Continue the passage about native Celtic images of the gods, starting right after its last sentence.

**** EXCERPTED PASSAGE

The number of existing Gallo-Roman images shows that the Celts had not adopted a custom which was foreign to them, and they must have already possessed rude native images. The disappearance of these would be explained if they were made of perishable material. Wooden images of the Matres have been occasionally found, and these may be pre-Roman. Some of the images of the three-headed and crouching gods show no sign of Roman influences in their modelling, and they may have been copied from earlier images of wood. We also find divine figures on pre-Roman coins.975 Certain passages in classical writings point to the existence of native images. A statue of a goddess existed in a temple at Marseilles, according to Justin, and the Galatian Celts had images of the native Juppiter and Artemis, while the conquering Celts who entered Rome bowed to the seated senators as to statues of the gods.976 The Gauls placed rich ornaments on the images of the gods, and presumably these were native "idols."

********
**** EXTRACTED MATERIAL

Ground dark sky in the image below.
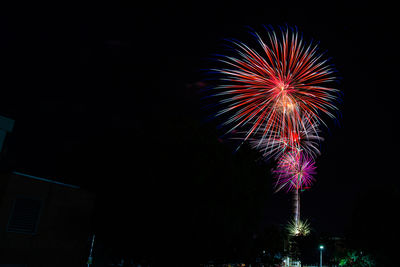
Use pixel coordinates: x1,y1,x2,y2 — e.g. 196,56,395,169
0,1,398,239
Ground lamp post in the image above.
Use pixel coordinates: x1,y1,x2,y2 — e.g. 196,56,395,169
319,245,324,267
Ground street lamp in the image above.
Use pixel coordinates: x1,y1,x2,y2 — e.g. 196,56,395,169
319,245,324,267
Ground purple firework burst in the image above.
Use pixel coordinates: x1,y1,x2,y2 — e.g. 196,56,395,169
273,151,316,192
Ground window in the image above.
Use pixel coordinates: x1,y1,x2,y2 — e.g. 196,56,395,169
7,197,42,234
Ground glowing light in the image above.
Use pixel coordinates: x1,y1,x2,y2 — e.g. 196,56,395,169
286,220,311,236
273,151,316,192
209,28,338,146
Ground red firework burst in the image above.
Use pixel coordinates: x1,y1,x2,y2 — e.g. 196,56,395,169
214,26,337,146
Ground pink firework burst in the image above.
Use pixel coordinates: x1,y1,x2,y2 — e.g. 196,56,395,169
249,113,324,159
273,151,316,192
214,26,338,144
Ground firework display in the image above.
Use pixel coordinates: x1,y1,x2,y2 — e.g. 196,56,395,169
209,27,338,238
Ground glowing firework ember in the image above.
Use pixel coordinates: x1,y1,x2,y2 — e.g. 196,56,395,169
249,113,324,159
214,26,337,142
273,151,316,192
286,220,311,236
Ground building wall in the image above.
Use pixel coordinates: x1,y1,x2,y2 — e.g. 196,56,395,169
0,174,94,267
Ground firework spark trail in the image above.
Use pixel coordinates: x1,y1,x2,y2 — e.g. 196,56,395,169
249,113,324,159
213,29,338,146
273,151,316,192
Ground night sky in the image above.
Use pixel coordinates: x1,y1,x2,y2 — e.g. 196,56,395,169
0,1,399,262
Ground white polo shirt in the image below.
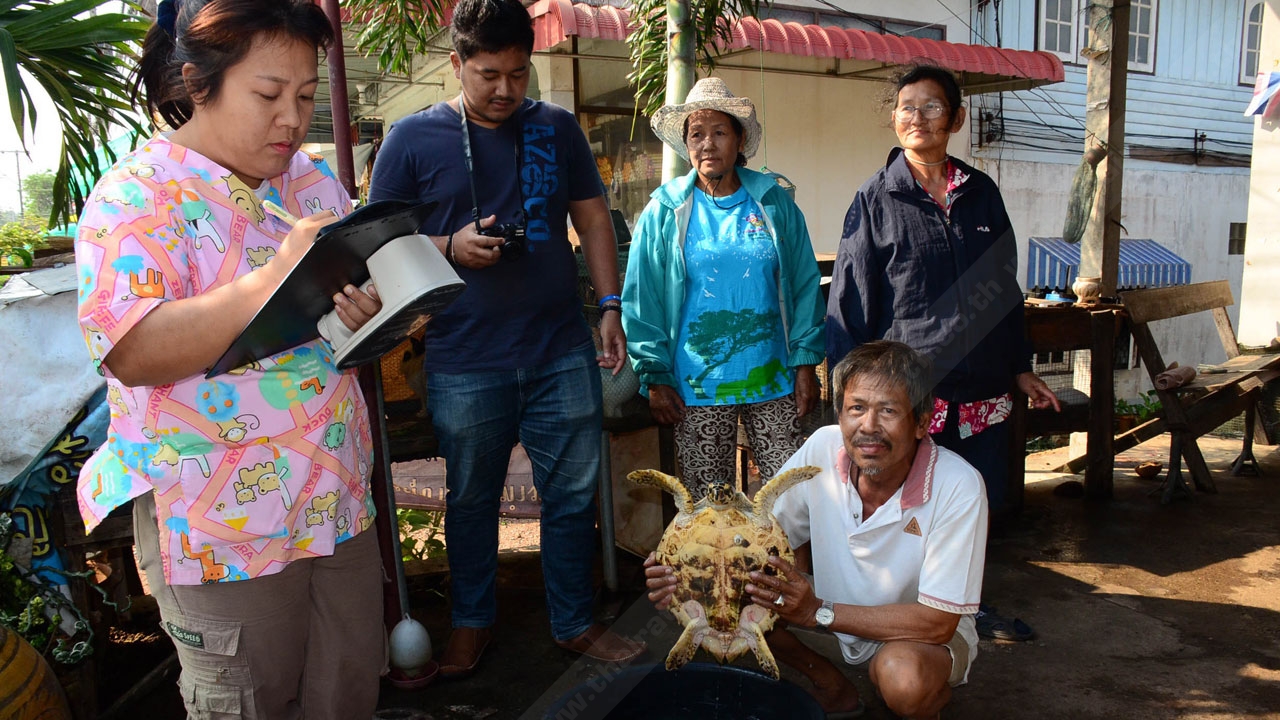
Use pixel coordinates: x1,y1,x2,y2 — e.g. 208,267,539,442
773,425,987,664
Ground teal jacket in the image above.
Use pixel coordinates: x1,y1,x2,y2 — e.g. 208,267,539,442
622,168,826,393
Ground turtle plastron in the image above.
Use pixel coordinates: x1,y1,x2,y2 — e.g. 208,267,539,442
627,466,819,679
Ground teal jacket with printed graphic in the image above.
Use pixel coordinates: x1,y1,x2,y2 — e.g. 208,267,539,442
622,168,826,395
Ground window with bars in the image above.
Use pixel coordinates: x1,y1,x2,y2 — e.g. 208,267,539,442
1226,223,1248,255
1240,0,1262,86
1036,0,1162,71
1129,0,1156,73
1041,0,1078,63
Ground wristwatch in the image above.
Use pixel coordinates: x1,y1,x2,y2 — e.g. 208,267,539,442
813,600,836,632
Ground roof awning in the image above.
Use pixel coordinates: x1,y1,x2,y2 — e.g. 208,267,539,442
529,0,1062,94
1027,237,1192,290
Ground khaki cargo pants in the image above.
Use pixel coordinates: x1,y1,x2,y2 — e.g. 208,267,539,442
133,493,387,720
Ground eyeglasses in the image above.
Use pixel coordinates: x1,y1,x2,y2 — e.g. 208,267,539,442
893,102,947,123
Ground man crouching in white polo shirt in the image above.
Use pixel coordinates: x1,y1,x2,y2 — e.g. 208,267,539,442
645,341,987,719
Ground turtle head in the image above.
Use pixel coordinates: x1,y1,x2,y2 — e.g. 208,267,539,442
707,479,735,505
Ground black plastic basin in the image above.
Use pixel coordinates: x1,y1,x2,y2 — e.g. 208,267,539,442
545,662,826,720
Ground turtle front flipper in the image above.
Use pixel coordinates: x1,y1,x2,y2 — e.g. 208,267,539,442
627,470,696,512
667,609,712,670
737,621,782,680
747,465,822,524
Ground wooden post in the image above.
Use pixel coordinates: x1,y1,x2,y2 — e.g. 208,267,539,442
324,0,360,200
662,0,694,182
1084,308,1129,500
1080,0,1129,297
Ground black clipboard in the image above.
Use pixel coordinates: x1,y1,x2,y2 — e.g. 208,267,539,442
205,200,436,378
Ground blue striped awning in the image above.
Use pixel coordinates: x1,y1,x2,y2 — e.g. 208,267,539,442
1025,237,1192,291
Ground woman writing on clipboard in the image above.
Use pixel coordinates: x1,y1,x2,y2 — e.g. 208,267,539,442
76,0,384,719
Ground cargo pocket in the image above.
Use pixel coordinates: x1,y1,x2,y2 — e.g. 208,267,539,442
160,616,257,720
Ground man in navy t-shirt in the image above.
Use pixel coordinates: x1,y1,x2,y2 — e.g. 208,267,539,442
370,0,644,678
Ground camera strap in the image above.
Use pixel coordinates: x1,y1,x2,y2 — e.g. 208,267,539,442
458,94,525,232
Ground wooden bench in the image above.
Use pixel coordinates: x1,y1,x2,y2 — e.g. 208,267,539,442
1120,281,1280,502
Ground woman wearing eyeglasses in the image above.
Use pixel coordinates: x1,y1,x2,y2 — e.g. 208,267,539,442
827,65,1059,639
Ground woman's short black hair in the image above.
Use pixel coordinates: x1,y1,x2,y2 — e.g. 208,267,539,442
892,63,961,126
680,108,746,168
449,0,534,63
133,0,333,128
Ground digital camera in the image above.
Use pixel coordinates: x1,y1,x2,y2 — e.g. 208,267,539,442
477,223,529,260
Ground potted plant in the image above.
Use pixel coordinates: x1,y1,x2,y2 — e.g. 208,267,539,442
1111,397,1139,434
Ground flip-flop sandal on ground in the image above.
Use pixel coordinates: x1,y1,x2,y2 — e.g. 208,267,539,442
974,610,1036,642
827,698,867,720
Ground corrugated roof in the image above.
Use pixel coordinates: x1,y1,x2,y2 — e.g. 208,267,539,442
529,0,1062,85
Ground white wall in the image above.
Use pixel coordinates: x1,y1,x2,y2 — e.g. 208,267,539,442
1236,0,1280,345
974,155,1249,368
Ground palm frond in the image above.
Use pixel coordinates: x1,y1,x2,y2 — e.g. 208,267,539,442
0,0,150,225
343,0,453,74
627,0,772,115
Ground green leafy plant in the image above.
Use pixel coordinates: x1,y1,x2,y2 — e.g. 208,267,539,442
0,217,45,268
0,0,151,225
1137,389,1161,423
0,512,93,665
396,507,444,562
343,0,452,76
1115,389,1160,423
627,0,772,115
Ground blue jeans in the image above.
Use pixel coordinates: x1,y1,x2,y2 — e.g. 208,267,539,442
426,345,602,641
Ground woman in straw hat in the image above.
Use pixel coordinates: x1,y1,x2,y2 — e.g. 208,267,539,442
622,77,823,499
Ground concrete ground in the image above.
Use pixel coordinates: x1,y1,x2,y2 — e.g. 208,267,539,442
379,437,1280,720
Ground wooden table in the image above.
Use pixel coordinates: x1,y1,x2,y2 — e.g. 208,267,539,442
1007,305,1125,511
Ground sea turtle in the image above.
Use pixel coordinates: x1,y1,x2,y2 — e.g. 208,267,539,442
627,466,819,679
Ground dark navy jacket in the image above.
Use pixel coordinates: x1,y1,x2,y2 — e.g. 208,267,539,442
827,147,1030,402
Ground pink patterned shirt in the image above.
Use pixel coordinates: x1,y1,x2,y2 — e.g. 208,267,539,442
929,392,1014,439
76,136,374,585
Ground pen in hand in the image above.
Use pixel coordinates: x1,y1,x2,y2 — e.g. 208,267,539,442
262,200,298,228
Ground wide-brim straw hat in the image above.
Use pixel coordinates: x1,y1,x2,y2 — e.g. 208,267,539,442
649,77,762,160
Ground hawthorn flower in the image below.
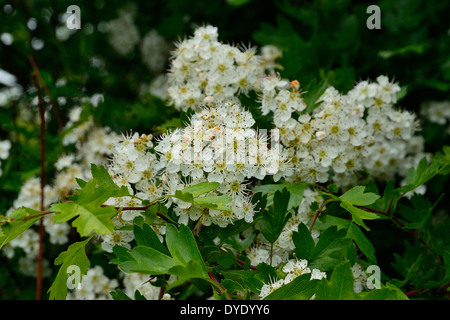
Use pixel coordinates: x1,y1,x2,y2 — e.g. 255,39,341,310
168,25,278,111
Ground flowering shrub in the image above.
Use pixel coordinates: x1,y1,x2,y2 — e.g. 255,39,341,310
0,1,450,300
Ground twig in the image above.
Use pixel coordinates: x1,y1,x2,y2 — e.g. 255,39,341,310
208,271,230,300
219,247,258,270
158,286,166,300
28,55,64,131
101,202,174,223
33,71,45,300
6,210,54,222
309,198,333,233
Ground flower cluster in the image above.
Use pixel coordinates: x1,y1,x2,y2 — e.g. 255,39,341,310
123,273,172,300
245,188,326,266
259,259,327,300
420,101,450,125
155,103,286,227
259,75,424,186
101,133,165,252
2,107,120,272
168,25,280,111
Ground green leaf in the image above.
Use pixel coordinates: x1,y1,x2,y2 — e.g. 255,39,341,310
254,183,308,210
338,186,380,230
0,207,42,249
50,164,129,237
396,157,449,193
357,284,409,300
303,80,328,113
292,223,351,271
341,202,378,231
48,235,93,300
174,182,233,211
193,196,233,211
133,223,170,255
109,289,133,300
346,223,377,264
308,227,351,271
112,224,209,281
339,186,380,206
259,188,290,243
264,273,319,300
315,261,356,300
292,223,316,261
179,182,220,198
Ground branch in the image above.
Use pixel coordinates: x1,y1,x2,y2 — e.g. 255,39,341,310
28,55,64,131
32,71,45,300
309,198,333,233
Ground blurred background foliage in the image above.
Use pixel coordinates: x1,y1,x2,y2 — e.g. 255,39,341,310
0,0,450,298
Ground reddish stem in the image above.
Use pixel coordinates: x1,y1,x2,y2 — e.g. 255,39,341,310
33,72,45,300
28,55,64,131
309,198,332,233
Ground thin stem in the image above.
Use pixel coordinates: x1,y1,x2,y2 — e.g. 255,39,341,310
309,198,333,233
28,55,64,131
6,210,54,222
208,271,230,300
32,71,45,300
158,286,166,300
219,247,258,270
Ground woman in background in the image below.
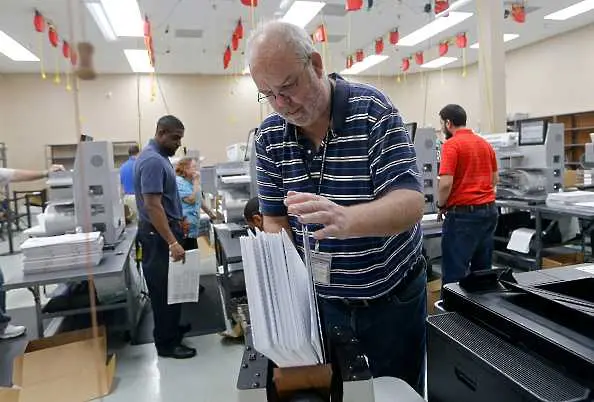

********

◆ **FINAL ANSWER**:
"Idols" are frequently mentioned in Irish texts, and there is no doubt that these mean images.977 Cormac mac Art refused to worship "idols," and was punished by the Druids.978 The idols of Cromm Cruaich and his satellites, referred to in the Dindsenchas, were carved to represent the human form; the chief one was of gold, the others of stone. These were miraculously overthrown by S. Patrick; but in the account of the miracle the chief idol was of stone adorned with gold and silver, the others, numbering twelve, were ornamented with bronze.979 They stood in Mag Slecht, and similar sacred places with groups of images evidently existed elsewhere, e.g. at Rath Archaill, "where the Druid's altars and images are."980 The lady Cessair, before coming to Ireland, is said to have taken advice of her laimh-dhia, or "hand gods," perhaps small images used for divination.981

For the British Celts the evidence is slender, but idolatry in the sense of "image-worship" is frequently mentioned in the lives of early saints.982 Gildas also speaks of images "mouldering away within and without the deserted temples, with stiff and deformed features."983 This pathetic picture of the forsaken shrines of forgotten gods may refer to Romano-Celtic images, but the "stiff and deformed features" suggest rather native art, the art of a people unskilful at reproducing the human form, however artistic they may have been in other directions.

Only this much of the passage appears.